• [What to work on] Select all lines in the records that include "metal".

+--

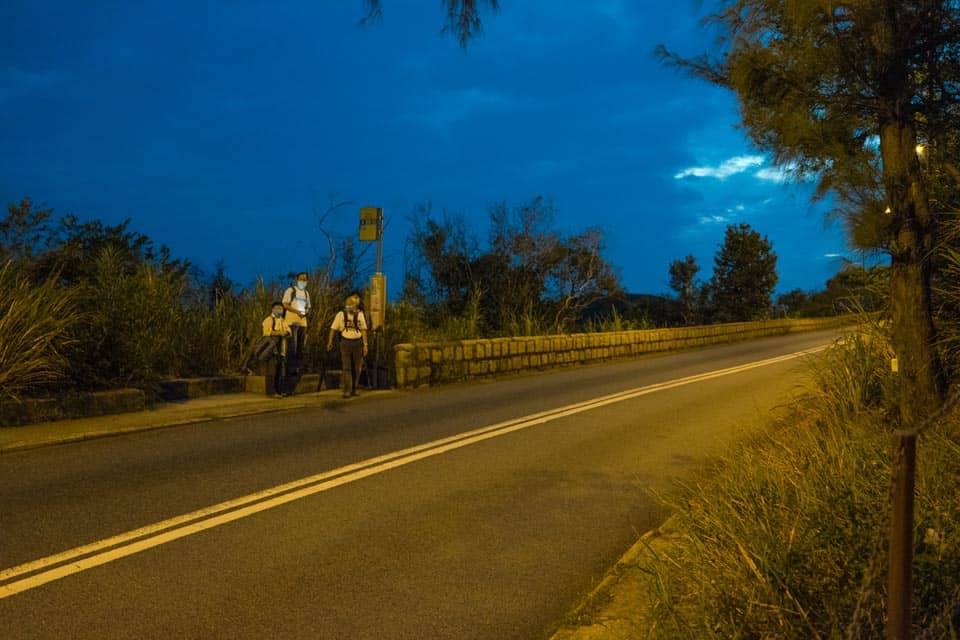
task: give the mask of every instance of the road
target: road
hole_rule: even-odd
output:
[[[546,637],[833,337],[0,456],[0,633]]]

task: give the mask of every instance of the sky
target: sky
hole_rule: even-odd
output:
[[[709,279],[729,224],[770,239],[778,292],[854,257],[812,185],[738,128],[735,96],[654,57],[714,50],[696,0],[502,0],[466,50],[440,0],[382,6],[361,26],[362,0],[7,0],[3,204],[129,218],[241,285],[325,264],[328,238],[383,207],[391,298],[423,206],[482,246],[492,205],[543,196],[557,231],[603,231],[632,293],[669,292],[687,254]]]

+--

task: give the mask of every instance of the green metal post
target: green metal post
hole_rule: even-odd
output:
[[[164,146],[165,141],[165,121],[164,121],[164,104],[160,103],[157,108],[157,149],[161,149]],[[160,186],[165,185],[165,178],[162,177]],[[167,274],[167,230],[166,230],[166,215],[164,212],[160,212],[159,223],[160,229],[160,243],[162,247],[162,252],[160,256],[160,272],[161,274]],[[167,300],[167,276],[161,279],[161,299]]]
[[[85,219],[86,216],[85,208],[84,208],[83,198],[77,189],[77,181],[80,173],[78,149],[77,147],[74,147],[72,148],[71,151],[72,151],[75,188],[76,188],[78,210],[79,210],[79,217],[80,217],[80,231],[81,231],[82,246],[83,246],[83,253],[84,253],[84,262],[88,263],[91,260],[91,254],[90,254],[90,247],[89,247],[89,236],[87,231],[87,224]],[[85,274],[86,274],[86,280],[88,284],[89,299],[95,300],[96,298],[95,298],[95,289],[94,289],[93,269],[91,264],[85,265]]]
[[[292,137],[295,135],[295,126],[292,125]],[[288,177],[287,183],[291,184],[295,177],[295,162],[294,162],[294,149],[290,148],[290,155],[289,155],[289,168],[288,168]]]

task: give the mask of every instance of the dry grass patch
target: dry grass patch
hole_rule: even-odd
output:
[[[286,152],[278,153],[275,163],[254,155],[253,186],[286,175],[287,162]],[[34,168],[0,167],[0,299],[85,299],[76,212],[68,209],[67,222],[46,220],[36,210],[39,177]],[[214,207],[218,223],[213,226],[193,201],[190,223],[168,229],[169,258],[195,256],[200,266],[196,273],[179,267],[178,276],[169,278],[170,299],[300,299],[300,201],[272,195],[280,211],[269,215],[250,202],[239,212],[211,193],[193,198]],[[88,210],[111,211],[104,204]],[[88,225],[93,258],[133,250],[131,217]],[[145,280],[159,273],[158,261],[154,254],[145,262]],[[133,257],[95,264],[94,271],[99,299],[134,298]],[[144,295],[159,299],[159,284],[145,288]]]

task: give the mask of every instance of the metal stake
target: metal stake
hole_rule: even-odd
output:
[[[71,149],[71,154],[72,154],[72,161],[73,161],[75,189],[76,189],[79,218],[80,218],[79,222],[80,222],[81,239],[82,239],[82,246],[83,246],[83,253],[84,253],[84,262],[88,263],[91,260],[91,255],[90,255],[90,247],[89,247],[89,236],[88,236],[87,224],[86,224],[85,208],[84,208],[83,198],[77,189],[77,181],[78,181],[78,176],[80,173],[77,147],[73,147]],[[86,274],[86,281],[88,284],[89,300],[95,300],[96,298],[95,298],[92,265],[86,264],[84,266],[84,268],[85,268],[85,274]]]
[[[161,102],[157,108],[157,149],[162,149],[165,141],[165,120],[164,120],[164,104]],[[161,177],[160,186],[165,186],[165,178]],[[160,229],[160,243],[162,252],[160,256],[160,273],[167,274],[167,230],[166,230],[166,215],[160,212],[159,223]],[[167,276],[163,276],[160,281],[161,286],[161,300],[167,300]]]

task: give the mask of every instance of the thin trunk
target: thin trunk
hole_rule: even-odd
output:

+--

• [Your response]
task: give the mask of every instance of the green metal post
target: green metal post
task: give the mask of every instance of the metal stake
target: metal stake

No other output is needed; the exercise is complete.